Goal:
Rewrite the items below with "knuckle" replaced by "finger joint" and everything else unchanged, and leave the pictures out of your version.

Rows:

§ §

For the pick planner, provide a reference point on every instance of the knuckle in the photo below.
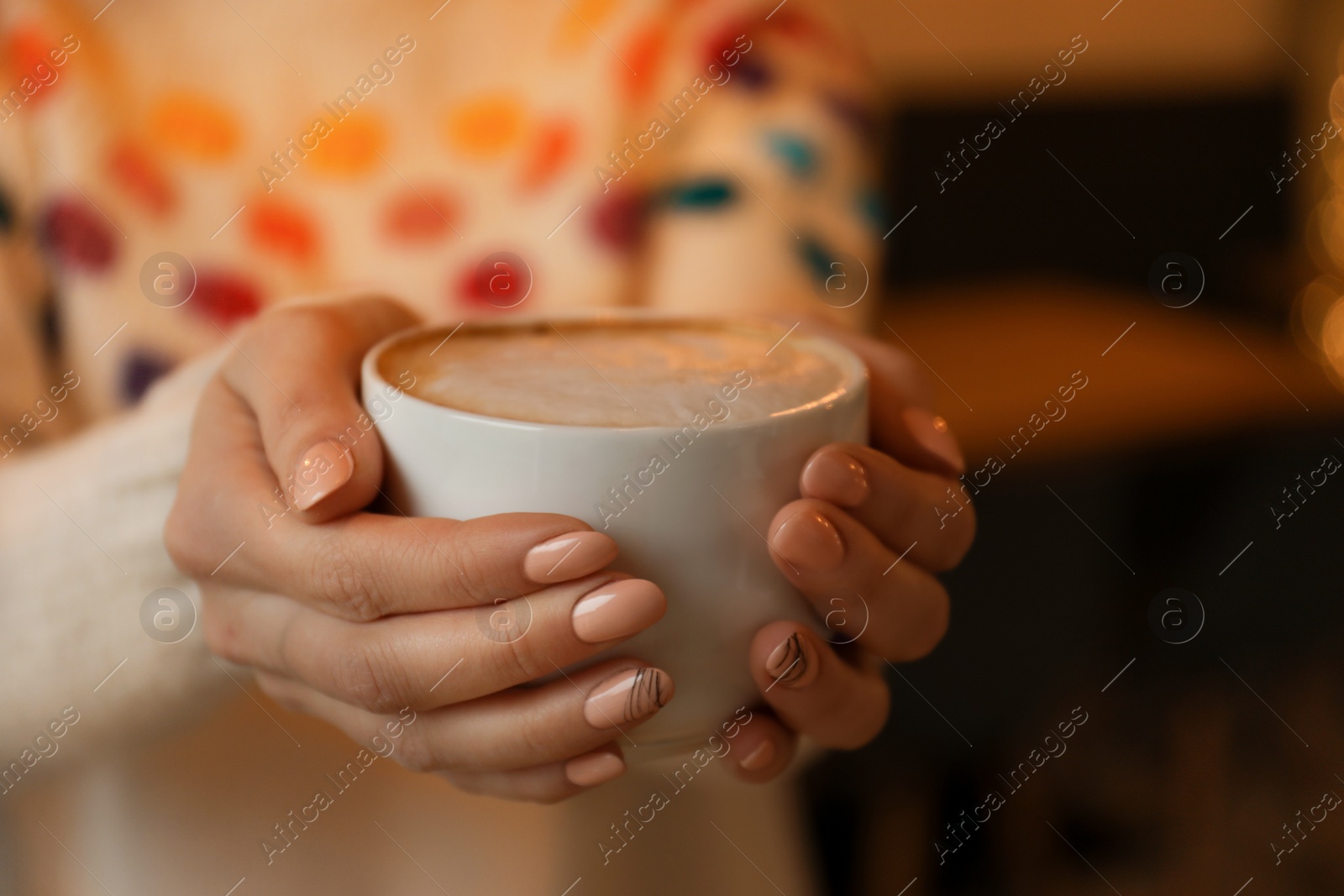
(187, 531)
(339, 580)
(366, 678)
(417, 754)
(221, 636)
(953, 544)
(523, 658)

§ §

The solution:
For the pick planner, provide a reference point on every instance of the finger joint in the photo below.
(187, 531)
(339, 580)
(366, 678)
(417, 754)
(221, 636)
(953, 544)
(523, 658)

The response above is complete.